* Written task
Omit the pictures, then write out every entry exactly as it reads.

* Pointing dataset excerpts

(begin)

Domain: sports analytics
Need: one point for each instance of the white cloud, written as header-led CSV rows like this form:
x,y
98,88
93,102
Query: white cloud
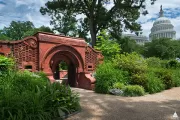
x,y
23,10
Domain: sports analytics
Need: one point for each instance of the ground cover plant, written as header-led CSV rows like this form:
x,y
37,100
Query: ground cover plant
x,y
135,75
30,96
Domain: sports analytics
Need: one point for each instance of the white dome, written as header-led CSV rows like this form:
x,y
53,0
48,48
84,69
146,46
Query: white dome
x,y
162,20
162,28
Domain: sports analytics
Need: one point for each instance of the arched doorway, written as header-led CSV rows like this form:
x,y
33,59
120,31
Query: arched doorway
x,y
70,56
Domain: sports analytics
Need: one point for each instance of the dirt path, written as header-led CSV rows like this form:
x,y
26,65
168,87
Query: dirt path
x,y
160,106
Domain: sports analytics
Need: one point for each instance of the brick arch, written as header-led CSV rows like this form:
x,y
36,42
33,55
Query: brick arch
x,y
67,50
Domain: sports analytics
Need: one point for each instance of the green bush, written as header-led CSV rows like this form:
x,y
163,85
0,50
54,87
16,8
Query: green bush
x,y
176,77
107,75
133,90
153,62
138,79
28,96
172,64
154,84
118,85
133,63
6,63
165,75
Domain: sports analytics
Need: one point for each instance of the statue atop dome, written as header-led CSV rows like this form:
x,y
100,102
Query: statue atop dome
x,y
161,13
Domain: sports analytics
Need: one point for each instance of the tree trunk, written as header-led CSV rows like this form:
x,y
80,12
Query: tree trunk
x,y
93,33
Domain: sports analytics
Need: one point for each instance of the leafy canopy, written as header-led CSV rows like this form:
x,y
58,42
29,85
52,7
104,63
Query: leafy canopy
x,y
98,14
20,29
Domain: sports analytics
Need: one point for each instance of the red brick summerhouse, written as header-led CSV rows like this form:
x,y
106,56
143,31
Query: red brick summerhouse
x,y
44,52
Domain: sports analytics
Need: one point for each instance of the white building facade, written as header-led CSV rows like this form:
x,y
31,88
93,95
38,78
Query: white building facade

(end)

* Full output
Domain: sports analytics
Need: one point for each instance of the white cloud, written as header-led CSV rows like this form:
x,y
98,88
93,102
Query: white cloud
x,y
23,10
Domain: sports analytics
Need: one point for each instance of the ground cover plant, written as header-led CSV rows like this form:
x,y
37,100
Query: ground cover plant
x,y
135,75
30,96
Domain: sports analytics
Need: one point for each instance of the white dome, written as header-led CSV rows like this form:
x,y
53,0
48,48
84,69
146,46
Query: white dome
x,y
162,20
162,28
Domain: sports analytics
Need: one point for each instance of the arched doorway, written as header-led CSV rows like this form:
x,y
33,59
120,31
Query: arched doorway
x,y
70,56
Domain: sports analytics
Need: one point for each instance of the dirt path, written as header-led CSV rows like this form:
x,y
26,65
168,87
Query: dirt path
x,y
160,106
Domain: sports analytics
Need: one point for each instance of the brick arch, written as header-led CSV rows like this form:
x,y
36,42
33,55
Query: brick arch
x,y
67,50
Domain: sports analytics
Need: one point for each instance of the green bush, written as header-led CSV rows like this form:
x,y
163,85
0,50
54,87
16,8
Query: green bush
x,y
176,77
107,75
133,90
153,62
138,79
28,96
172,64
154,84
118,85
133,63
6,63
165,75
Domain: sports analytics
Need: one point for each instance of the statue atop dome, written as header-led CSV rows like this form:
x,y
100,102
Query: statue atop dome
x,y
161,13
Domain: sports analytics
Need: one point for each instance of the tree trunk, written as header-led CSV rows like this form:
x,y
80,12
Query: tree trunk
x,y
93,33
Domain: sports analytics
Need: one point for each instance of the leafy canopy, written as header-led CSV rows like this form:
x,y
58,42
29,85
52,7
104,63
Query: leafy canopy
x,y
98,14
20,29
Domain: sports analytics
Need: one point for each instance of the red brick summerhouse, written as header-led CSV rows like this form:
x,y
106,56
143,31
Query: red brick summerhouse
x,y
44,52
Domain: sports analytics
Need: one point for each instance of the white building facade, written as header-led CSV rows like this form:
x,y
31,88
93,95
38,78
Query: white building facade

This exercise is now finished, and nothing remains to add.